====== EXCERPTED DATA

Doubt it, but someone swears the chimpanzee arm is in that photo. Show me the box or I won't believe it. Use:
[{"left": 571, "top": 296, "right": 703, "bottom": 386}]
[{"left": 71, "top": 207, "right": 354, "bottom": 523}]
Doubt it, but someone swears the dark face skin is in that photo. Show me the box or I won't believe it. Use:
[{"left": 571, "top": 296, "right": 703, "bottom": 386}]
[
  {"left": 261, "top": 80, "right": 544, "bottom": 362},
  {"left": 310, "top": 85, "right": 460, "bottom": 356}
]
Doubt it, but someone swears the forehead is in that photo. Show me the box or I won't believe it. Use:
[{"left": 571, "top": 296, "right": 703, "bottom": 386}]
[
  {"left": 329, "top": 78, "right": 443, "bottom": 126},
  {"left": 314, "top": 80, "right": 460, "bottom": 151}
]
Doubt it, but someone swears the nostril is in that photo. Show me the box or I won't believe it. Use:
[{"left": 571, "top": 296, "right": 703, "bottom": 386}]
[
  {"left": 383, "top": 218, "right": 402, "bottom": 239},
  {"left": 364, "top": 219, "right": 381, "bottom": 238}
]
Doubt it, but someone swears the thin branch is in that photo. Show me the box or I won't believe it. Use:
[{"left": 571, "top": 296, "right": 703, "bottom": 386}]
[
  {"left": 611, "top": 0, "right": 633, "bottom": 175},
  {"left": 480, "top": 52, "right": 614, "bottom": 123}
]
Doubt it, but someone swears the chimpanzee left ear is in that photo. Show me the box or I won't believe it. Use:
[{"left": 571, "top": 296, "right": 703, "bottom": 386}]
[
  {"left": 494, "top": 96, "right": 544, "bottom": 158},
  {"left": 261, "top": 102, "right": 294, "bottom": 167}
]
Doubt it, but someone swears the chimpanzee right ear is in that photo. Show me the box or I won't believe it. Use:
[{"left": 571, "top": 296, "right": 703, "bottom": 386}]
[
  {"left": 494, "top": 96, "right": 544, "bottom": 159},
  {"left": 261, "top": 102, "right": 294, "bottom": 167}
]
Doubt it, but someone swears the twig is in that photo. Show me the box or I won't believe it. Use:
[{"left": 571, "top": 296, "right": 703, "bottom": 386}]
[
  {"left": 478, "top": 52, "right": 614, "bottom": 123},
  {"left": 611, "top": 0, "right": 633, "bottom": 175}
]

============

TASK PROMPT:
Starting at the line that contains "Doubt it, but someone swears the thin" and ending at the end of the records, rewrite every line. Keep each line that ends in "Use:" and the sample box under it unchanged, multiply every box coordinate in the answers by 1.55, and round to whole numbers with halves rounded up.

SOLUTION TO THE PROBLEM:
Doubt it, but someone swears the thin branch is in that photo. Show me the box or I won't believe it. Use:
[{"left": 571, "top": 296, "right": 703, "bottom": 386}]
[
  {"left": 947, "top": 0, "right": 981, "bottom": 271},
  {"left": 744, "top": 81, "right": 952, "bottom": 191}
]
Doubt it, but someone swears the chimpanzee left ear is in that photo. Show me the box or I won't believe it. Use:
[{"left": 571, "top": 296, "right": 703, "bottom": 386}]
[
  {"left": 766, "top": 149, "right": 843, "bottom": 245},
  {"left": 405, "top": 158, "right": 456, "bottom": 259}
]
Doubt it, but someone swears the chimpanzee right ear is in that photo. Show me the box or I won't believe it. Use:
[{"left": 571, "top": 296, "right": 703, "bottom": 386}]
[
  {"left": 766, "top": 149, "right": 843, "bottom": 246},
  {"left": 405, "top": 158, "right": 456, "bottom": 259}
]
Doubt it, but someone swears the twig is in that photo. Show me the box or I won't believe it. Use:
[{"left": 571, "top": 296, "right": 703, "bottom": 386}]
[
  {"left": 741, "top": 81, "right": 952, "bottom": 191},
  {"left": 947, "top": 0, "right": 981, "bottom": 271}
]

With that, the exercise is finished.